◆ Passage to read:
Union horse has equine encephalitis

Published: Friday, April 1, 2005 at 6:01 a.m.
Last Modified: Thursday, March 31, 2005 at 11:24 p.m.
A horse in Union County has become the state's first case this year of Eastern equine encephalitis, prompting state authorities to warn area residents about mosquitoborne illnesses.
Testing last month confirmed a local veterinarian's suspicions that the 3-year-old horse had contracted the disease, the Florida Department of Agriculture and Consumer Services reported. Results also showed the animal had been exposed to West Nile virus.
The findings should serve as a reminder for horse owners to vaccinate their animals and for residents to take precautions against mosquitos, which can transmit both diseases to humans, department spokesman Terry McElroy said.
Eastern equine encephalitis or EEE symptoms can range from mild, flu-like symptoms to more severe problems including seizures, according to the Centers for Disease Control and Prevention.
West Nile symptoms include mild, flu-like symptoms such as headaches and muscle aches as well as fever, fatigue, dizziness, weakness and confusion.

◆ Extracted entries:
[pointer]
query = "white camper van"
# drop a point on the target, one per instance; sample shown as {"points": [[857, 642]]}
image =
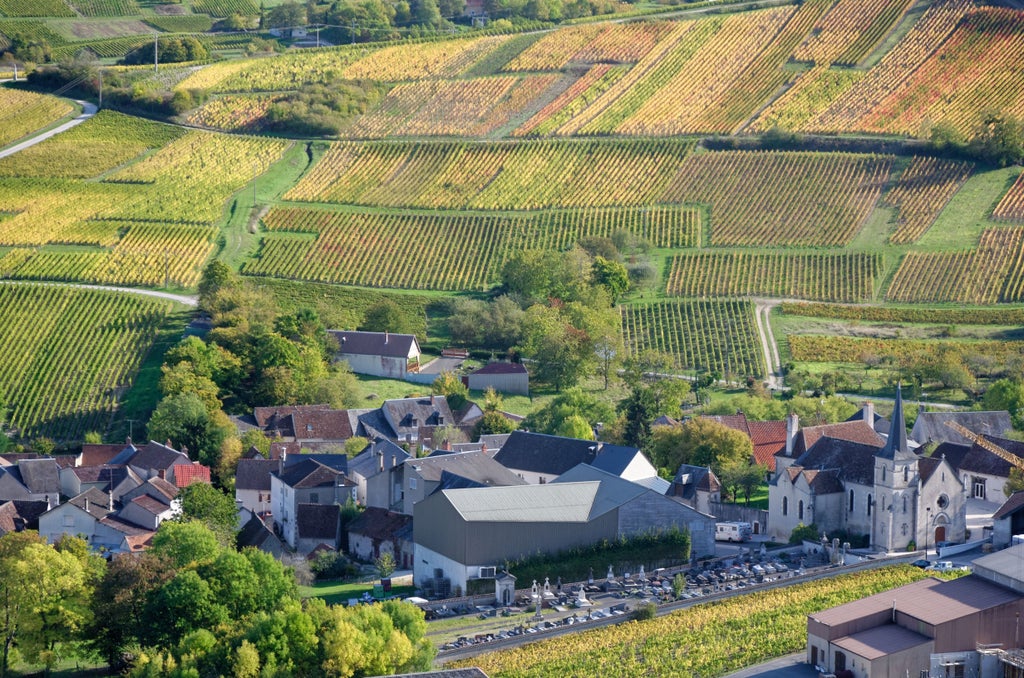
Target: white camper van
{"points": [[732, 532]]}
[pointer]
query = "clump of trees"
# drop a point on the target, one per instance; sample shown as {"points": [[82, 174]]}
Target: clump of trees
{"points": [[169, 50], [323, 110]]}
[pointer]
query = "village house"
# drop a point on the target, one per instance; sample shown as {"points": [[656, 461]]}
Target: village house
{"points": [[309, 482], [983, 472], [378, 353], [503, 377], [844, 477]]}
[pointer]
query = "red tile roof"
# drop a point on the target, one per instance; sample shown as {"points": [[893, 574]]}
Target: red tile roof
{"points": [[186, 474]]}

---

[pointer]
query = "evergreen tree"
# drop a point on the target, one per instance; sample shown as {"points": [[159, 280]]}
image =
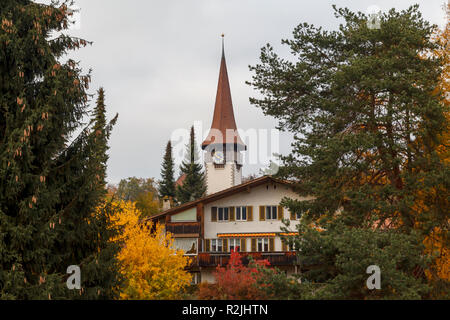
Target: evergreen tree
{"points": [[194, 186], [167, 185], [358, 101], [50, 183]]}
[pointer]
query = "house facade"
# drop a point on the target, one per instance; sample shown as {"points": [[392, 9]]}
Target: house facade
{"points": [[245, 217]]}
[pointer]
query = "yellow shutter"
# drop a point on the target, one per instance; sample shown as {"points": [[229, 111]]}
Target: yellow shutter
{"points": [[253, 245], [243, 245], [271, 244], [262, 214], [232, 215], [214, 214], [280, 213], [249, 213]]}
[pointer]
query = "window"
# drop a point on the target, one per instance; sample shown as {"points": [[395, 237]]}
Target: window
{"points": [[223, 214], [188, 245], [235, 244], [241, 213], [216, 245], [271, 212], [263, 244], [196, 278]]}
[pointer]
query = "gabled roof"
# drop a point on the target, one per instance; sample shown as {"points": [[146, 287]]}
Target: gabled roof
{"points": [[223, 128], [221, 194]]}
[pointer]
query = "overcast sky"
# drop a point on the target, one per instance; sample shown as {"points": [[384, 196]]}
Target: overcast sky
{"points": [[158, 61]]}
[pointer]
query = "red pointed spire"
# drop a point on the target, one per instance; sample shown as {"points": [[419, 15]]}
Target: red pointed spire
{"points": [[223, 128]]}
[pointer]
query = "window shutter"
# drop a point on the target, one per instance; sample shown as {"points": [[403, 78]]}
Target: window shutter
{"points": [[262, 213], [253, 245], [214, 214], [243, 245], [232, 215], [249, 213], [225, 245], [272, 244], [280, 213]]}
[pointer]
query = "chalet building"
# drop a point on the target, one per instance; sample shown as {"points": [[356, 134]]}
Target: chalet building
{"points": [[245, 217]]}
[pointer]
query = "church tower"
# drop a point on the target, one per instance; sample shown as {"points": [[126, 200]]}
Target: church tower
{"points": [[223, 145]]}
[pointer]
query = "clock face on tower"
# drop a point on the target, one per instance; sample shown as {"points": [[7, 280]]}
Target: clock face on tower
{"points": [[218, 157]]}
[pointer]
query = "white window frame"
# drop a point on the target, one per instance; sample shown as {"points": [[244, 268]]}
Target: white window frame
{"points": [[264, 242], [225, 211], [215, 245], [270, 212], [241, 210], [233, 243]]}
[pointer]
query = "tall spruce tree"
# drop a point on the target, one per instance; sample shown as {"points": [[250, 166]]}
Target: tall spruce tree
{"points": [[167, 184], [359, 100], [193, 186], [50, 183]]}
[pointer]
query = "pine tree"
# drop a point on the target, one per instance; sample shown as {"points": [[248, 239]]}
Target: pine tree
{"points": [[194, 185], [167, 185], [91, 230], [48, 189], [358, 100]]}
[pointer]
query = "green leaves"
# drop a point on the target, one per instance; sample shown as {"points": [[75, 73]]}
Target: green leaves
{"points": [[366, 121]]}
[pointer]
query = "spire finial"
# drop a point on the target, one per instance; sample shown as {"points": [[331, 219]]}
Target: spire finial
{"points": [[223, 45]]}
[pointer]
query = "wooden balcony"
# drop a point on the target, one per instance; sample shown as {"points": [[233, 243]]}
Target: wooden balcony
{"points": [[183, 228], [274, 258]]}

◆ Tasks and exercises:
1) In the horse encephalitis article, how old was the infected horse?
2) Which West Nile symptoms does the horse encephalitis article name?
3) Carry on the horse encephalitis article after its final sentence.
The records were drawn from a separate source.

◆ Responses by task:
1) The horse was 3 years old.

2) Headaches, muscle aches, fever, fatigue, dizziness, weakness, confusion

3)
The CDC estimates that 80 percent of people infected with West Nile virus will not show any symptoms and that human cases of EEE occur relatively infrequently. People at greater risk of severe illness and death include those older than 50 or with compromised immune symptoms.
With recent rains and the likelihood of more mosquitoes, experts recommend people avoid bites by:
  • staying indoors at dusk and dawn when mosquitoes are more active.
  • wearing loose-fitting, long-sleeved shirts and pants when they are outside.
  • using a repellent that contains DEET, except on children less than 2 months old.
  • eliminating mosquito breeding grounds by removing standing water from birdbaths, kiddie pools, old tires or other items where water can accumulate.